* [Reading text]
====

Picture this: Three years from now, you open the fridge and unwrap a package of string cheese. You eat it. It tastes better, somehow, than the ones you ate as a kid. Then you eat the packaging. And your body thanks you for it.
That's the near-future envisioned by researchers at the U.S. Department of Agriculture who are developing environmentally friendly food packaging made from milk protein, the American Chemical Society announced this week.
The material could replace the thin plastic film now stretched around blocks of cheese, packages of steaks and other foods at your supermarket. The kicker: This protein-based packaging isn't just biodegradable and edible – it keeps food fresher than plastic, too.
The film's protein, casein, bonds tightly, creating a packaging that's up to 500 times more effective than plastics at keeping oxygen away from food, researchers said. That means the packaging is better for the earth and better for your food, and it can be eaten, they said.
Dr. Laetitia Bonnaillie, a co-leader of the study, expects to see the casein packaging hit store shelves within three years.

====

* [Collected data]
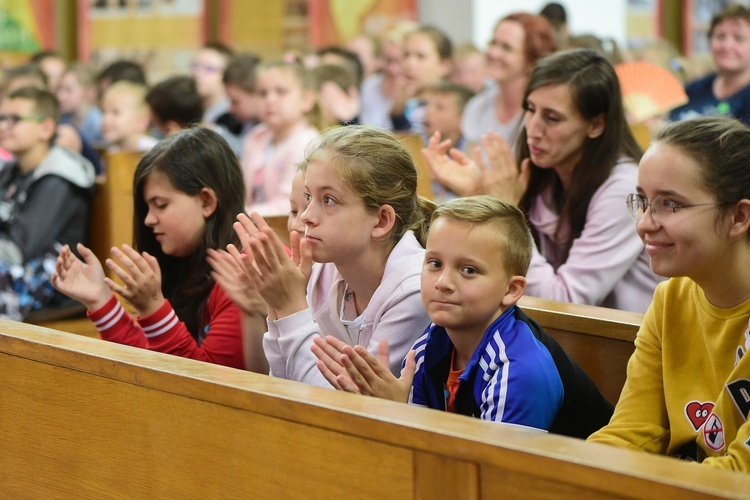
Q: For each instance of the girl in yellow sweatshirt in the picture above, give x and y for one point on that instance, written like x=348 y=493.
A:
x=688 y=386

====

* [Exercises]
1. Reproduce the passage on milk-protein packaging from "The film's protein, casein, bonds" to "eaten, they said.".
2. Answer these questions about the passage on milk-protein packaging:
(a) Which protein gives the film its tight bonds?
(b) How many times more effective than plastics can the film be at keeping oxygen away from food?
(c) Within how many years does Dr. Laetitia Bonnaillie expect the packaging to reach store shelves?
3. Extend the passage on milk-protein packaging beyond its final sentence.

* [Responses to the tasks]
1.
The film's protein, casein, bonds tightly, creating a packaging that's up to 500 times more effective than plastics at keeping oxygen away from food, researchers said. That means the packaging is better for the earth and better for your food, and it can be eaten, they said.

2.
(a) Casein.
(b) Up to 500 times.
(c) Within three years.

3.
(Score: 1, Interesting) by Anonymous Coward on Monday August 29 2016, @04:51PM
Are you familiar with spiral-sliced ham? it has a single helical slice in it when you buy it, then after cooking you make one cut to the axial bone, from one side, and the whole thing falls into c-shaped slices.
I wonder if a similar approach might be applicable to cheese -- obviously you need some paper-like liner in the helical slit to keep the cheese from sticking to itself, but it greatly simplifies the slicing apparatus if you only half to cut 1/8" or 1/4" thick, instead of a whole 1-3" width.
(Score: 2) by VLM on Monday August 29 2016, @08:09PM
I would imagine anything extrudable can be extruded into any shape... Imagine rotini pasta shaped cheese. Or elbow macaroni shaped cheese bits.
That combined with a chopper might be interesting.